What you have to do >>
Copy the Tsalteshi Trails article word for word, between "Boraas, the late" and "still under construction.", inclusive.

Quoted passage >>

>>>>>

Jeff Helminiak / Peninsula Clarion
Bill Holt sits in the maintenance shed at Tsalteshi Trails just outside of Soldotna, on Tuesday. Holt retires as facilities and equipment manager Friday. He started working at the trails in the winter of 1993-94.

Jeff Helminiak / Peninsula Clarion Bill Holt sits in the maintenance shed at Tsalteshi Trails just outside of Soldotna, on Tuesday. Holt retires as facilities and equipment manager Friday. He started working at the trails in the winter of 1993-94.

‘Time to be a beginner again’

Holt steps away from Tsalteshi after over 25 years of driving the expansion and refinement of trails

In the winter of 1993-94, Bill Holt went up to Skyview High School for a ski and saw Alan Boraas getting ready to groom the trails.

Tsalteshi Ski Trails then wasn’t the Tsalteshi Ski Trails of today. In fact, it wasn’t even called Tsalteshi Ski Trails.

Boraas, the late Kenai Peninsula College anthropology professor, in 1987 had taken a fabled bike ride to work from his home in Kasilof. On that ride, he envisioned Nordic ski trails winding through the rolling woods around Skyview High School, then still under construction.

That vision was in its infancy stages when Holt stopped to chat. The ski trails had the use of two snowmachines at the time, one of which Holt said was probably borrowed. The grooming equipment pulled behind the snowmachines was all homemade.

There was no garage to store the equipment. The trails were considerably narrower and cruder than the 18-foot wide, immaculately curved and sloped routes of today.

Skiing options were limited to three main loops totaling a little less than 7 kilometers — roughly the Moose, Wolf plus Raven and Bear. It was a far cry from the 25 kilometers available today.

As the novice skier Holt chatted with Boraas, a man Holt had befriended and admired for his skill and grace on skis, an event neared that would drastically alter the course of the trail system.

Boraas asked Holt if he wanted to help groom.

“He takes off and goes up the Angle Hill, toward where the sign is now, and tries to make a right turn, and just augurs in up there. Comes to a screeching halt,” Holt said. “I looked up there and all I could see was blue smoke. I could hear him cussing in a nonprofessorlike way. Blue language and blue smoke.

“I thought at the time, ‘This looks like it’s more interesting than I thought.’ So I hook up whatever I had and probably got stuck too trying to make the same corner. I continued following him around out there.”

Fingerprints all over Tsalteshi

After getting his start in grooming, Holt would take on more and more roles at Tsalteshi over the years. His tireless work on the trails comes to an end today when Holt retires as facilities and equipment manager at Tsalteshi.

Mark Beeson, who has been the president of the Tsalteshi Trails Association for the past three years, said Holt can’t be replaced.

“There’s not a lot of people who want to put in that kind of time who have his combination of skills,” Beeson said. “It was more than just grooming the trails and maintaining the equipment.

<<<<<

Records >>
>>>>>

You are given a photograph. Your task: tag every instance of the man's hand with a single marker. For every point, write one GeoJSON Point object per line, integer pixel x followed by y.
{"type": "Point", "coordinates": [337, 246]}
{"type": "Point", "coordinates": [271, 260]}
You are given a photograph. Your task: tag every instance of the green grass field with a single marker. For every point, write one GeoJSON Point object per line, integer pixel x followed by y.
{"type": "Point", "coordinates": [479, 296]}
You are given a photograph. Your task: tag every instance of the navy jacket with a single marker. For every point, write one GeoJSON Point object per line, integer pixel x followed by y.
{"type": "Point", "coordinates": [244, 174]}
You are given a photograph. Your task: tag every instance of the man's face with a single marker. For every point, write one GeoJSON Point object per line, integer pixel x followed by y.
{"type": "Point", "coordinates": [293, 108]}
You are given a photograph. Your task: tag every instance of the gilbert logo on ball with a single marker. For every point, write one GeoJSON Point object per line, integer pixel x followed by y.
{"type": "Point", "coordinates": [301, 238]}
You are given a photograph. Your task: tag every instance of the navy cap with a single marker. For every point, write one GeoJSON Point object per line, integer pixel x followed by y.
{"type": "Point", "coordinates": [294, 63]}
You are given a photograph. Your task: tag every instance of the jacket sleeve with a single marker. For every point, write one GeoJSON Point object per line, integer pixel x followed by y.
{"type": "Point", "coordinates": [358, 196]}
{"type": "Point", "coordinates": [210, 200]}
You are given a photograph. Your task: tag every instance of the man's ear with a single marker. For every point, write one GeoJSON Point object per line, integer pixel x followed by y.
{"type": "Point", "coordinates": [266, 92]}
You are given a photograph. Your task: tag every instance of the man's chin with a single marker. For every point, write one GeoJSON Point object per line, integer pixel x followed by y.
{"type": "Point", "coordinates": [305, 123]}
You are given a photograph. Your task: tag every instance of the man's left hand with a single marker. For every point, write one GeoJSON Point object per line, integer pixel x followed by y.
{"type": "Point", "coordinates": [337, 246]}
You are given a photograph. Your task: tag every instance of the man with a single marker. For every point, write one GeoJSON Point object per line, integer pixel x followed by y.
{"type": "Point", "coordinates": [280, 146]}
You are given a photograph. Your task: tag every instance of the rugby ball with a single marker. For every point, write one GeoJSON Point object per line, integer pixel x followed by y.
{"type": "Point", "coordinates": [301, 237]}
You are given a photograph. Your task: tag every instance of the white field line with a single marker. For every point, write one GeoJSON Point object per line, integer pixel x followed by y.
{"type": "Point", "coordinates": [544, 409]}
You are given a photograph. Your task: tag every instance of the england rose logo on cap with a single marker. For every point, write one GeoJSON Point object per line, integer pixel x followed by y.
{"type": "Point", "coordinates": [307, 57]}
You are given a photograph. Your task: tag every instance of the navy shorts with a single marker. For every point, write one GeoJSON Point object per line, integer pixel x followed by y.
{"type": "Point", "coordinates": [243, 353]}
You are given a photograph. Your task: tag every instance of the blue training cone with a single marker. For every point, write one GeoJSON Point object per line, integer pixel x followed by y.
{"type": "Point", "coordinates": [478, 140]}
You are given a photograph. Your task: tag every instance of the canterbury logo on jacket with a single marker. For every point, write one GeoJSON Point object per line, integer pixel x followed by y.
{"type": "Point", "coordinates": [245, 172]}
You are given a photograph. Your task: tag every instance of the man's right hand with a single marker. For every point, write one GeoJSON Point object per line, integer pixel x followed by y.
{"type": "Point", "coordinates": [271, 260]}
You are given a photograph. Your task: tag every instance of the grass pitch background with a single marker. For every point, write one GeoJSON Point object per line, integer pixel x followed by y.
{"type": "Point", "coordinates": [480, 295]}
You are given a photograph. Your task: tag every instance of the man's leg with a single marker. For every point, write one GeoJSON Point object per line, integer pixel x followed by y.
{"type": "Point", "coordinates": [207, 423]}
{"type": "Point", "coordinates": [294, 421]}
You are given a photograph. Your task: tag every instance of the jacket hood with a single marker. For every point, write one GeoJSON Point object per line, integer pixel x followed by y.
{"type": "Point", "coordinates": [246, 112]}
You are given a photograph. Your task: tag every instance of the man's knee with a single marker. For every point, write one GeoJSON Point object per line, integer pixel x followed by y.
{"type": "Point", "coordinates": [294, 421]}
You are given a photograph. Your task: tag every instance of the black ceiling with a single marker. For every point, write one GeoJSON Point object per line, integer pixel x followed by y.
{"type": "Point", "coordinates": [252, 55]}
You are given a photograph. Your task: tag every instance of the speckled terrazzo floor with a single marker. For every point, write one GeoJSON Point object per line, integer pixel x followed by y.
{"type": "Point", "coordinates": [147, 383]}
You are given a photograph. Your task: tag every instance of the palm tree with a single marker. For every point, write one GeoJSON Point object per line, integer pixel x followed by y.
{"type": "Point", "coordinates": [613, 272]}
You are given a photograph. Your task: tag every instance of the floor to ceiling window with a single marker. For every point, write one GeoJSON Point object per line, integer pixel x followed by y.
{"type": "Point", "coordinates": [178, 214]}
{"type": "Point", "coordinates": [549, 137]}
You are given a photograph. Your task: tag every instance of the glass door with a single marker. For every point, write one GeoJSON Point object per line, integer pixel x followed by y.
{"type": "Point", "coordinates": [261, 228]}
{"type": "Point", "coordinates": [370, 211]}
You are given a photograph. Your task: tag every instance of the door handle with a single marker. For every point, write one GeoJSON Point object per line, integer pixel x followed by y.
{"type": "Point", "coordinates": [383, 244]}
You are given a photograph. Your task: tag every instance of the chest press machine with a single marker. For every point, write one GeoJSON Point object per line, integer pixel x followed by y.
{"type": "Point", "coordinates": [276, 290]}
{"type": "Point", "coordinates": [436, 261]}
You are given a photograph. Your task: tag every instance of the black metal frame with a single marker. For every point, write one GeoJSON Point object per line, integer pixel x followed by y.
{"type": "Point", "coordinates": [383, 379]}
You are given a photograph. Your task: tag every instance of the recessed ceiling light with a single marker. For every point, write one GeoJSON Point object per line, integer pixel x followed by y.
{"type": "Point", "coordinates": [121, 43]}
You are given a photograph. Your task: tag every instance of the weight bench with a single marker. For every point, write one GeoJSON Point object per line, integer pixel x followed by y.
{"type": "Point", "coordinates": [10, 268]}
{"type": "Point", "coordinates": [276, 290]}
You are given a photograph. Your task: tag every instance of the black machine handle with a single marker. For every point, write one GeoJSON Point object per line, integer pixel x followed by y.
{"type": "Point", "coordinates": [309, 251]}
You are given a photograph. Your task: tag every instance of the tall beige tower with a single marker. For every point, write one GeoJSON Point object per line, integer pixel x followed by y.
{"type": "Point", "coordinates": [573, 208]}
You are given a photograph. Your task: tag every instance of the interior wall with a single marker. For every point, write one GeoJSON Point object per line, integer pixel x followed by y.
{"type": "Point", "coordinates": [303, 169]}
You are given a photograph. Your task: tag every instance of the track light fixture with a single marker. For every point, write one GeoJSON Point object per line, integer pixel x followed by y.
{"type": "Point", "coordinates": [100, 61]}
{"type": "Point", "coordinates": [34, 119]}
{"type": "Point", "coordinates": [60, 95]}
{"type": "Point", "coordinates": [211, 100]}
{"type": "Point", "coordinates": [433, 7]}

<<<<<

Result of the task >>
Boraas, the late Kenai Peninsula College anthropology professor, in 1987 had taken a fabled bike ride to work from his home in Kasilof. On that ride, he envisioned Nordic ski trails winding through the rolling woods around Skyview High School, then still under construction.